→ **WORK REQUIRED**: Can you write out the records below again, substituting "contour" for every "outline" and leaving everything else as it is?

→ **DATASET**:
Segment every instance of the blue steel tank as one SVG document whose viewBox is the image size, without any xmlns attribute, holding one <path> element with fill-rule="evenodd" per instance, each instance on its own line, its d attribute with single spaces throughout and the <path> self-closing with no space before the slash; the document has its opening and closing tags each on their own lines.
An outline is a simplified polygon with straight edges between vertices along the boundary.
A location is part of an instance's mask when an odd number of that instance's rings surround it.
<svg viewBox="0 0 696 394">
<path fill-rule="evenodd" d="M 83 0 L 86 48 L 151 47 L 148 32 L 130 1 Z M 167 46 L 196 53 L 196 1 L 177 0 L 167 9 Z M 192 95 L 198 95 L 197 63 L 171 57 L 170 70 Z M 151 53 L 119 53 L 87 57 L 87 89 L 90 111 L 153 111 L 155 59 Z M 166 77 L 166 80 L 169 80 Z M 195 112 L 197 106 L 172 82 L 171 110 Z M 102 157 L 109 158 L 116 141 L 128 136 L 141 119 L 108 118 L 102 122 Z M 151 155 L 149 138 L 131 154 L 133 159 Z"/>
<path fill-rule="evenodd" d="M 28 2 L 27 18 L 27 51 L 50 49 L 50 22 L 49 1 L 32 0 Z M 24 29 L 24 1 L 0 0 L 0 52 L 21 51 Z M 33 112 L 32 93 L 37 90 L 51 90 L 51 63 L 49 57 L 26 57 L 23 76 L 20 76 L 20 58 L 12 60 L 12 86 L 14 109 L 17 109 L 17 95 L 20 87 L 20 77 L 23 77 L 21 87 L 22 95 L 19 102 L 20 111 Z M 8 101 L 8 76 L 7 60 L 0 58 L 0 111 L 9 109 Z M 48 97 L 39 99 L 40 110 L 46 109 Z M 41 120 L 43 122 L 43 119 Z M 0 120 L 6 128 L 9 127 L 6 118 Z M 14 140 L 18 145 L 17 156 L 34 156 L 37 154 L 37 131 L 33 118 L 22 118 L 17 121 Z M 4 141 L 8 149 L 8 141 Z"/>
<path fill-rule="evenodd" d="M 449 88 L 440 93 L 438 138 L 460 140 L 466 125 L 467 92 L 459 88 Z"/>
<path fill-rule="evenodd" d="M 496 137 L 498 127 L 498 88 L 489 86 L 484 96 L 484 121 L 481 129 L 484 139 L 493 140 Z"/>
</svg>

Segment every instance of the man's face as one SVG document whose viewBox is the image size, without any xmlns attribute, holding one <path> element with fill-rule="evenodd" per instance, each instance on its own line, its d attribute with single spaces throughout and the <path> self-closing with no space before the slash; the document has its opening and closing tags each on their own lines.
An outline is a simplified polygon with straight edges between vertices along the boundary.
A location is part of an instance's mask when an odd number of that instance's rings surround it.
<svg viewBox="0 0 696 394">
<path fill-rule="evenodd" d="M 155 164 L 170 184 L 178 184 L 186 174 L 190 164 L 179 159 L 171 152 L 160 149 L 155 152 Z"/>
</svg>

→ **THE SOLUTION**:
Segment every instance of the blue steel tank as one SVG document whose viewBox is the image size, without any xmlns attribute, holding one <path> element with fill-rule="evenodd" per instance, each instance on its own line, its d attribute with single spaces throughout and the <path> self-closing with no space before the slash; the document has its opening and closing tags each on their own lines.
An contour is a simplified polygon with straight edges between vertices along the boundary.
A location is part of an instance's mask when an odd number of that instance's rings surround it.
<svg viewBox="0 0 696 394">
<path fill-rule="evenodd" d="M 83 0 L 86 48 L 151 47 L 148 32 L 130 1 Z M 167 46 L 196 53 L 196 1 L 177 0 L 167 9 Z M 192 95 L 198 95 L 197 63 L 171 57 L 170 70 Z M 151 53 L 119 53 L 87 57 L 87 89 L 90 111 L 153 111 L 155 59 Z M 166 77 L 166 80 L 169 80 Z M 195 112 L 197 106 L 172 82 L 171 110 Z M 102 157 L 109 158 L 116 141 L 128 136 L 141 119 L 108 118 L 102 122 Z M 151 155 L 149 138 L 131 154 L 133 159 Z"/>
<path fill-rule="evenodd" d="M 28 2 L 27 18 L 27 51 L 50 49 L 50 22 L 49 1 L 32 0 Z M 24 29 L 24 1 L 0 0 L 0 52 L 21 51 Z M 33 112 L 32 93 L 37 90 L 51 90 L 51 63 L 49 57 L 26 57 L 23 76 L 20 76 L 20 58 L 12 60 L 12 86 L 14 109 L 17 109 L 17 95 L 20 87 L 20 77 L 23 77 L 21 87 L 22 95 L 19 102 L 20 111 Z M 8 101 L 8 76 L 7 60 L 0 58 L 0 111 L 9 109 Z M 48 97 L 39 99 L 40 110 L 46 109 Z M 41 120 L 43 122 L 43 119 Z M 0 120 L 6 128 L 9 127 L 6 118 Z M 14 140 L 18 145 L 17 156 L 34 156 L 37 154 L 37 131 L 33 118 L 22 118 L 17 121 Z M 4 141 L 8 149 L 8 141 Z"/>
<path fill-rule="evenodd" d="M 449 88 L 440 93 L 438 138 L 460 140 L 466 125 L 467 92 L 459 88 Z"/>
<path fill-rule="evenodd" d="M 496 137 L 498 127 L 498 88 L 489 86 L 484 96 L 484 121 L 481 129 L 484 139 L 493 140 Z"/>
</svg>

Segment every instance of the man's face as one SVG document whose viewBox is the image size, without any xmlns attribute, holding one <path> element with fill-rule="evenodd" per instance, each instance on its own line, its d attribute with single spaces throughout and the <path> self-closing with no space before the slash; the document has its opening and closing tags each on their own lines.
An contour is a simplified polygon with straight edges between vertices along the boundary.
A location is part of an instance's mask when an odd number of that instance's rings surround it.
<svg viewBox="0 0 696 394">
<path fill-rule="evenodd" d="M 155 164 L 170 184 L 178 184 L 186 174 L 190 164 L 179 159 L 171 152 L 160 149 L 155 152 Z"/>
</svg>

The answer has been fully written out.